> _Given data_
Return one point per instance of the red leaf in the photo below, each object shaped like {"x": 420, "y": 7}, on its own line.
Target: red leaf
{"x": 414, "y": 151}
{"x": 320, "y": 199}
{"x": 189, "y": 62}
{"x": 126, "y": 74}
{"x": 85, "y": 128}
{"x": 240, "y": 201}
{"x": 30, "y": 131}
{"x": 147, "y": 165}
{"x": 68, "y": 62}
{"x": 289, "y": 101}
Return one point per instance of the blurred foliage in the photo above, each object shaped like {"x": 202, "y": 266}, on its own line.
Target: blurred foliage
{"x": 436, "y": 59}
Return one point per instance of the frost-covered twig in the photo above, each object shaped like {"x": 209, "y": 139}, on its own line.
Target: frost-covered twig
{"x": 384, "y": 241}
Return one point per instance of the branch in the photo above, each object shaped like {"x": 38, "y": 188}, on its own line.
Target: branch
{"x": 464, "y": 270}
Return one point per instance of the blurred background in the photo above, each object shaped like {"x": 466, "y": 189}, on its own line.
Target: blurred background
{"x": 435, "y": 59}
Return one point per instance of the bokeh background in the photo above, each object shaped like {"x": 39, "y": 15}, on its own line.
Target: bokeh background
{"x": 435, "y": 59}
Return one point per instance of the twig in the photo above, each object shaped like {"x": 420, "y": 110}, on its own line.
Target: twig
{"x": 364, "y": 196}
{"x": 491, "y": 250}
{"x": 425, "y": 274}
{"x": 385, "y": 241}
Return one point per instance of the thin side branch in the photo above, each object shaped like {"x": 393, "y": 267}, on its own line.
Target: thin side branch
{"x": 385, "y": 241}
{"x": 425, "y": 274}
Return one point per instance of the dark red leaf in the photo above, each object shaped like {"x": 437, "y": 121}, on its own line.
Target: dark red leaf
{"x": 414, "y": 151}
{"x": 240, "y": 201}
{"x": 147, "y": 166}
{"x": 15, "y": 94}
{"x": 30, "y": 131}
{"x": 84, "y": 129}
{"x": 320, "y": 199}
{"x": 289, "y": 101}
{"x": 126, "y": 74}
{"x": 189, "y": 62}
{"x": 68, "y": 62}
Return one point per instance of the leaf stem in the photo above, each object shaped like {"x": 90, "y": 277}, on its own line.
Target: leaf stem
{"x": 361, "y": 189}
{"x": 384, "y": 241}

> _Task statement_
Reproduce all of the records above, using "Label" in place of each "Target" and changing nothing else.

> _Correct response_
Return one point per instance of the red leaf in the photo below, each object shaped like {"x": 420, "y": 7}, on its own line.
Label: red leaf
{"x": 414, "y": 151}
{"x": 320, "y": 199}
{"x": 189, "y": 62}
{"x": 126, "y": 74}
{"x": 85, "y": 128}
{"x": 240, "y": 201}
{"x": 30, "y": 131}
{"x": 147, "y": 165}
{"x": 68, "y": 62}
{"x": 289, "y": 101}
Return one point per instance of the blurred foliage in the photo above, each object shaped like {"x": 202, "y": 266}, on its own line.
Label: blurred foliage
{"x": 436, "y": 59}
Return one point per instance of the frost-covered twig in the photo above, each object shaped like {"x": 209, "y": 139}, on its own line.
Label: frost-covered twig
{"x": 384, "y": 241}
Return one point per instance of the branch in the photo above, each object shaped like {"x": 38, "y": 188}, on its own line.
Label: branch
{"x": 464, "y": 270}
Return one point per instance of the blurred background in the photo above, each object shaped like {"x": 466, "y": 189}, on its own line.
Label: blurred background
{"x": 435, "y": 59}
Return one point per instance of the bokeh background in the photo above, each object shaped like {"x": 39, "y": 15}, on its own line.
Label: bokeh background
{"x": 435, "y": 59}
Return one point per instance of the twig in the photo above, each object shaped like {"x": 420, "y": 110}, on its own line.
Label: twig
{"x": 364, "y": 196}
{"x": 491, "y": 250}
{"x": 425, "y": 274}
{"x": 385, "y": 241}
Return one point per instance of the thin side branch in the photo above, each object shaped like {"x": 393, "y": 267}, on its own line.
Label: thin side branch
{"x": 385, "y": 241}
{"x": 425, "y": 274}
Return one point per instance of the dark red leaf in the photo above, each object shaped like {"x": 437, "y": 121}, on its own line.
Label: dark red leaf
{"x": 414, "y": 151}
{"x": 240, "y": 201}
{"x": 147, "y": 166}
{"x": 15, "y": 94}
{"x": 30, "y": 131}
{"x": 84, "y": 129}
{"x": 320, "y": 199}
{"x": 289, "y": 101}
{"x": 126, "y": 74}
{"x": 189, "y": 62}
{"x": 68, "y": 62}
Return one point per instance of the leaf stem in the photo above, each object shaped like {"x": 90, "y": 277}, on its own line.
Label: leaf stem
{"x": 361, "y": 189}
{"x": 384, "y": 241}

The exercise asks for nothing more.